◆ Items for bounding box labeling:
/---
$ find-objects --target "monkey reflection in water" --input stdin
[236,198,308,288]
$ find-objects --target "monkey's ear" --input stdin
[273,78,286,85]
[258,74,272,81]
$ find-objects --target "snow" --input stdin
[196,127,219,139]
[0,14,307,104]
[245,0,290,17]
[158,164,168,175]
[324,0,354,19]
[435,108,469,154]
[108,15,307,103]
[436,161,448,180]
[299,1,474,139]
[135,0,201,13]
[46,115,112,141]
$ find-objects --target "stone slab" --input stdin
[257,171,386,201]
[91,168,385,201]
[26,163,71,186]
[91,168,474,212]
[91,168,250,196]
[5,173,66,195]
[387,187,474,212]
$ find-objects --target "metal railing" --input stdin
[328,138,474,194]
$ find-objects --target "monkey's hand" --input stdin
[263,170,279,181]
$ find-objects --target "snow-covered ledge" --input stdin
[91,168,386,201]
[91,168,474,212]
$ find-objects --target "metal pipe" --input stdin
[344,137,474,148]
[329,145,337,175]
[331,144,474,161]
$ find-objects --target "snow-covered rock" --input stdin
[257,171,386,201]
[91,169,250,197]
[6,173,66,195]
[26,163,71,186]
\---
◆ INSTRUCTIONS FOR THE TASK: Print the lines above without any change, from the start of the items through the line that contains "[46,115,112,141]", including that line.

◆ FULL ANSWER:
$ find-objects --target "monkey reflection in water" --input stdin
[236,198,308,288]
$ find-objects --target "monkey's ear" --input stdin
[273,78,286,85]
[258,74,272,81]
$ find-objects --target "snow" --input stdin
[196,127,219,139]
[0,14,307,104]
[245,0,290,17]
[158,164,168,175]
[324,0,354,19]
[435,108,469,154]
[108,15,307,103]
[436,161,448,180]
[299,1,474,139]
[135,0,201,13]
[46,115,112,141]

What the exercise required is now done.